PROMPT:
Copy every one of the records below word for word, but leave the picture out of your copy.

PROVIDED MATERIAL:
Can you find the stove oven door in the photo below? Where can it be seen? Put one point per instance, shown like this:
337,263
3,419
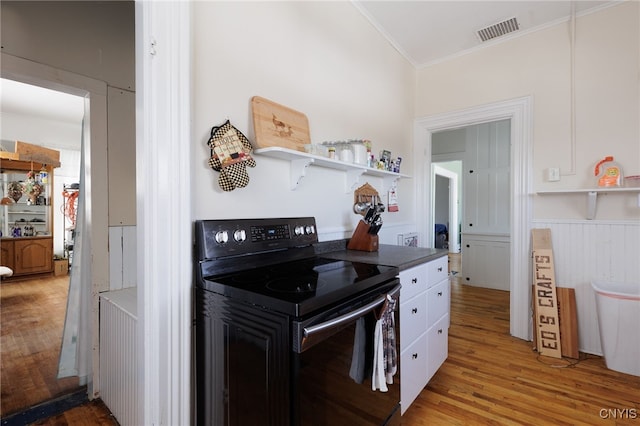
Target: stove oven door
331,382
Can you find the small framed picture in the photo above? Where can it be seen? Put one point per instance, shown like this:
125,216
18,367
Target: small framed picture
408,240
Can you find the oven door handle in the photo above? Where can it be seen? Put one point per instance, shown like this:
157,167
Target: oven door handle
346,318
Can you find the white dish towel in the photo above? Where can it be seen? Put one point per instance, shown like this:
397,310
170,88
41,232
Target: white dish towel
385,364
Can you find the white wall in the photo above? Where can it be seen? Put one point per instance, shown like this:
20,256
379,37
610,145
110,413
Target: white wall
607,93
321,58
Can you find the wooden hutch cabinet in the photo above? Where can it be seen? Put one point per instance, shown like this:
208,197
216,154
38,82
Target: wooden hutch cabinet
26,217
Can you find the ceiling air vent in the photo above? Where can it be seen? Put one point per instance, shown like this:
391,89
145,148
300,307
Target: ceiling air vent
499,29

RESPONSE:
Can you find the stove oven door in the photo below? Where can it be seen? Put one point per instance, shown like this:
337,263
3,419
Target: stove oven door
331,382
Can you find the small framed picture in the photo above? Where can it be seen? Put one point per instance, shown like this:
125,216
18,367
Target: small framed picture
408,240
Can you find the oven door handle in the photo above? Where can it be seen? Put one point per instance, shown like this:
157,167
Target: oven door handle
346,318
Can you find the white dish towel in the photo above? Where can it be seen? Put one point per instance, shown like this:
397,310
170,88
41,232
Target: white dish towel
385,364
Can you find the white wall in the photo above? Where can it be seen? Put one point per instance, shown like this:
20,256
379,37
610,145
110,413
Target: white wall
607,93
321,58
Can you find the wooden hutch cabinet in the photo above? Where can it be seen? Put one point per instance, shown like this:
208,197
216,154
38,82
Target: wooden hutch cabinet
26,217
Can you find the ceiling air vent in the photo above? Where can it be seen? Put one point per instance, shown like this:
391,89
145,148
300,307
Target: ceiling air vent
499,29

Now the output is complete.